» Written request:
From the entries below, pull out every line that contains the word "brown" and copy each of those lines.

(Records of labeled points)
--

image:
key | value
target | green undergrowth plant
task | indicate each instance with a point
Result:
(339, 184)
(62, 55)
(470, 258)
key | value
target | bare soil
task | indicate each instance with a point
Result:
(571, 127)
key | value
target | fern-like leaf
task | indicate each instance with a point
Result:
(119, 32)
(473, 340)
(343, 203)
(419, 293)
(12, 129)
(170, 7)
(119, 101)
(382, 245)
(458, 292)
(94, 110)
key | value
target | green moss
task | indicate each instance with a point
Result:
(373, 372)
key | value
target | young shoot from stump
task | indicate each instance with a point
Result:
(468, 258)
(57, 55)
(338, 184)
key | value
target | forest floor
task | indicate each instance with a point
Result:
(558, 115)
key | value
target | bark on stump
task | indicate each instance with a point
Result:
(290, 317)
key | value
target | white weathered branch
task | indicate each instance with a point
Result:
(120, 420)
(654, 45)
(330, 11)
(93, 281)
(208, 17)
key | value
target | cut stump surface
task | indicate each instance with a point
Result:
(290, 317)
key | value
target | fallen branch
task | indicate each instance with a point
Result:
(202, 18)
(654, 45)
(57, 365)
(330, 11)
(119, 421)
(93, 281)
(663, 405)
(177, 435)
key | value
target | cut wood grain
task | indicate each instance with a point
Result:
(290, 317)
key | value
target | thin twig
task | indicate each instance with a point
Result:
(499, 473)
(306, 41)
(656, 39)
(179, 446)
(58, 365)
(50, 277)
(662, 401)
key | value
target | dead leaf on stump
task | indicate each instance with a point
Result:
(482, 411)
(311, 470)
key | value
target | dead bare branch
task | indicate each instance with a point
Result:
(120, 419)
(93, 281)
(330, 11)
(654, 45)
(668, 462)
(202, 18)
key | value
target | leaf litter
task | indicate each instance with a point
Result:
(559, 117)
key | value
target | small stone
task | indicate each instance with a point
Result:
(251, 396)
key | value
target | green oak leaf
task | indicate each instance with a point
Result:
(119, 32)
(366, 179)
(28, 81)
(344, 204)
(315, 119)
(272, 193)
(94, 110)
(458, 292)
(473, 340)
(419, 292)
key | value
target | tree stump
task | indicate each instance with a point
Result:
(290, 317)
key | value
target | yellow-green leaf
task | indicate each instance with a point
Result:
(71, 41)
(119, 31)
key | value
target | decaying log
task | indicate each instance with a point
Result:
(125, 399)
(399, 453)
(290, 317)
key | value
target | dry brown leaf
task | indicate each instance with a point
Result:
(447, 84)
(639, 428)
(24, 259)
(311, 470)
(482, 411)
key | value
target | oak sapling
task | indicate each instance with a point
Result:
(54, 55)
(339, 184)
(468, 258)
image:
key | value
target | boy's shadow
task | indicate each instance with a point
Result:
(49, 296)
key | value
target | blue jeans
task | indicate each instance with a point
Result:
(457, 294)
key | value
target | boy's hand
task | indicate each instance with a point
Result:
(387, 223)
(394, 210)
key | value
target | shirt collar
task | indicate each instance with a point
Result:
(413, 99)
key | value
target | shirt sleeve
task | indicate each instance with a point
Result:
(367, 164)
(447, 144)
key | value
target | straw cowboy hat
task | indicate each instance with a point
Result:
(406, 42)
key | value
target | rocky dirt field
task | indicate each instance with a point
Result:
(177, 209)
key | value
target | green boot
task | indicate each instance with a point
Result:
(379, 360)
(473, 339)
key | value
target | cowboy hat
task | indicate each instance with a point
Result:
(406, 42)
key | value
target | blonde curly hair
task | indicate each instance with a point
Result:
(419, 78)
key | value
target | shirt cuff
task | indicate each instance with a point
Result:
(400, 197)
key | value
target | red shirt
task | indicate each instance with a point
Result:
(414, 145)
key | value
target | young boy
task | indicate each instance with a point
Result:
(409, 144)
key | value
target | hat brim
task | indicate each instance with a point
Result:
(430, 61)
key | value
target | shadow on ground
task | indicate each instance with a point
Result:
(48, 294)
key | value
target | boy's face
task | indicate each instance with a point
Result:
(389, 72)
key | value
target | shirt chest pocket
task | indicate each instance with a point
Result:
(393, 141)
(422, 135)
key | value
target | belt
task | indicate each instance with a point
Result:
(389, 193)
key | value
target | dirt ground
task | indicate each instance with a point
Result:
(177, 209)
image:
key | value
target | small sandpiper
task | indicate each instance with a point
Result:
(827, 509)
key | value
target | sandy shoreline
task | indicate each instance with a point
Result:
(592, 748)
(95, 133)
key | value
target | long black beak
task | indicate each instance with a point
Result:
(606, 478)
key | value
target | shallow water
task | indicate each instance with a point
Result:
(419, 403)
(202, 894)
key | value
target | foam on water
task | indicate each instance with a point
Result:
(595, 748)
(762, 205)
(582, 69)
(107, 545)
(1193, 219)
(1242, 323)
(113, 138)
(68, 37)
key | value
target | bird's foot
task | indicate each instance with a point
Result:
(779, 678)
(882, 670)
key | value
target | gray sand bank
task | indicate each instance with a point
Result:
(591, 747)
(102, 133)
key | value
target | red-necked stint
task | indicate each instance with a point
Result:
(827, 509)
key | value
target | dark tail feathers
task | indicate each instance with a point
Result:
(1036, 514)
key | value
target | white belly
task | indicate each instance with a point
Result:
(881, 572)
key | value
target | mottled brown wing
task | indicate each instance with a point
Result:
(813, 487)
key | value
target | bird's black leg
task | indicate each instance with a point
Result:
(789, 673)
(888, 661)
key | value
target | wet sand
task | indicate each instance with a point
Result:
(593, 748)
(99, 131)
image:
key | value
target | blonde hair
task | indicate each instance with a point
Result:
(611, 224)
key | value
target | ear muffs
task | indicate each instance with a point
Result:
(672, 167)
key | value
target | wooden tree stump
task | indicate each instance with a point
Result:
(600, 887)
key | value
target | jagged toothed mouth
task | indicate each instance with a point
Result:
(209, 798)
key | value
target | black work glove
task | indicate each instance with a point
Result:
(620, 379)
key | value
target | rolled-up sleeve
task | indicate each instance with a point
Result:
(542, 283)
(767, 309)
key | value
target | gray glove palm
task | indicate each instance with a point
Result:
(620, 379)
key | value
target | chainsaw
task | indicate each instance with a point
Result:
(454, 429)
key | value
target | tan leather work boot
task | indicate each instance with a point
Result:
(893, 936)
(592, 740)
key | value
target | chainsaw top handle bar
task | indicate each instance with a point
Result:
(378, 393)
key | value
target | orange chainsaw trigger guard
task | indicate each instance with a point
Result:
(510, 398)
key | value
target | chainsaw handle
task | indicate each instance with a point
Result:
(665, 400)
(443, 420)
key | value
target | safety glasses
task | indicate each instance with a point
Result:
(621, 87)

--

» Full response:
target | dry brown leaf
target | mottled brown wing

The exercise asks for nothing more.